◆ Dataset ◆
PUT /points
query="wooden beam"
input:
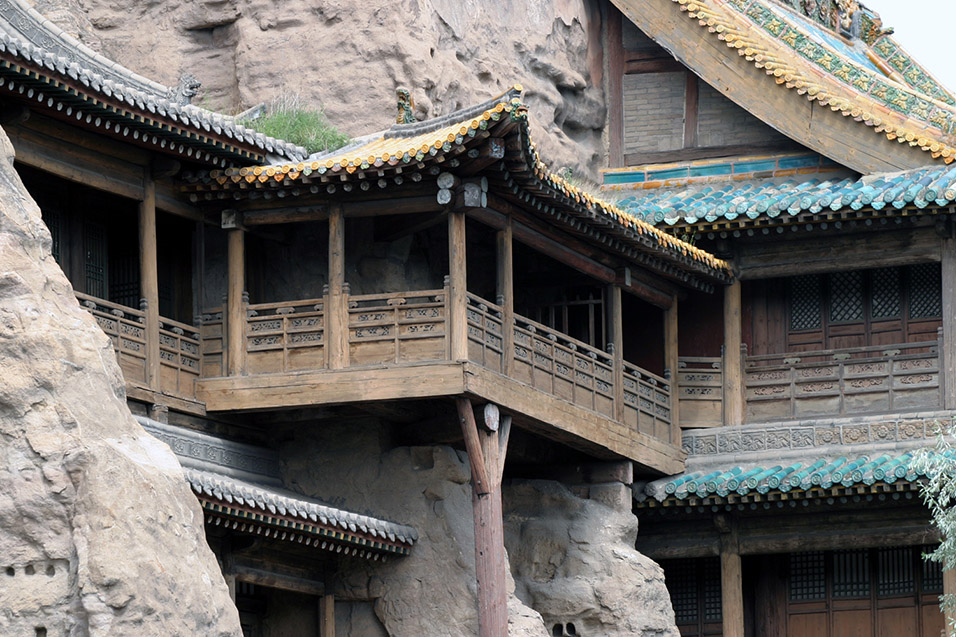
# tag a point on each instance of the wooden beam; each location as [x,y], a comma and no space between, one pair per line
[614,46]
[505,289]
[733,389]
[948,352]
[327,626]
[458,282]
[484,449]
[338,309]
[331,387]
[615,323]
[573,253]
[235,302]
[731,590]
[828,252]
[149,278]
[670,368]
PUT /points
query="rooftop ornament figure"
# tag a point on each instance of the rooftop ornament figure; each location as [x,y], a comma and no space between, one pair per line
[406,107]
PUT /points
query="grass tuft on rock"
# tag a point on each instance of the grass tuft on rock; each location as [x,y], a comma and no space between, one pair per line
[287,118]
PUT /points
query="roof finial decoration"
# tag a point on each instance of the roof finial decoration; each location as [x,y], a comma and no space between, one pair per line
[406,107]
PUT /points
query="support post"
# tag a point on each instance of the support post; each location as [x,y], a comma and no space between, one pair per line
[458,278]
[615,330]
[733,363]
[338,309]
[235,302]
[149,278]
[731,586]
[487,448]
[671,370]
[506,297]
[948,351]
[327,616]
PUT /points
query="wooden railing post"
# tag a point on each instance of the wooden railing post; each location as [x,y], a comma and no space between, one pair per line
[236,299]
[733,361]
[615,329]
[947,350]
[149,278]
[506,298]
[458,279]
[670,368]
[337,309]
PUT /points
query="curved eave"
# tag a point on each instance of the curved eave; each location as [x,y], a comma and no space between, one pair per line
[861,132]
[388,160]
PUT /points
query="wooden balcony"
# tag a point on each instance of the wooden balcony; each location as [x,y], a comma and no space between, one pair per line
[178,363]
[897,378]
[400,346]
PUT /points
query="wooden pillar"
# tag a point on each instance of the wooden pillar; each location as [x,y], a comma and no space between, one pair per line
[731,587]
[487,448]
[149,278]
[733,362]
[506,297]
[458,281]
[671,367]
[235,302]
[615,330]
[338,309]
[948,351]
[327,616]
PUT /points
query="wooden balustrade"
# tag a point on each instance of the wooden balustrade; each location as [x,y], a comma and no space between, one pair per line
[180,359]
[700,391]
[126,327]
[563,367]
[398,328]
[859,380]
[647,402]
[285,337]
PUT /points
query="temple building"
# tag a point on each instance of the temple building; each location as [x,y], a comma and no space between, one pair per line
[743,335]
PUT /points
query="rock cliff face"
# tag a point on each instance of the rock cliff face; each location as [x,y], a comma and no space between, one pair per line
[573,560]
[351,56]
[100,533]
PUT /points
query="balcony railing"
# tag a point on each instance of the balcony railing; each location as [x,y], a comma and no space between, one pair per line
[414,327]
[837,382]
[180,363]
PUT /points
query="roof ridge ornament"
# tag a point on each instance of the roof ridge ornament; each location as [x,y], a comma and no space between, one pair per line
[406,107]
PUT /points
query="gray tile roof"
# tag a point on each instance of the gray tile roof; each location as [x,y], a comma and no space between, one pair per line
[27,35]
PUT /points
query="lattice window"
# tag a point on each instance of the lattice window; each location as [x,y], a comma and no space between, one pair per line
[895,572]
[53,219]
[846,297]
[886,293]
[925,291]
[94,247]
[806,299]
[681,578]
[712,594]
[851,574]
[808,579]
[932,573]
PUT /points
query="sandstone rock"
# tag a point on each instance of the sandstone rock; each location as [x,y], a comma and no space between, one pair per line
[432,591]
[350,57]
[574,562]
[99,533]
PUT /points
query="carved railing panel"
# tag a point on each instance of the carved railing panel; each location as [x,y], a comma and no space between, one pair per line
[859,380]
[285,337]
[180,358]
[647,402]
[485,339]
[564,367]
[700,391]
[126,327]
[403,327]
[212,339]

◆ Required work ◆
Can you find every line in the listing that contains the string "window" and copy each one out in full?

◆ Solved exercise ◆
query="lattice window"
# tag a point on each instance of the lattice window; each location as [x,y], a comma and no space between, one pair per line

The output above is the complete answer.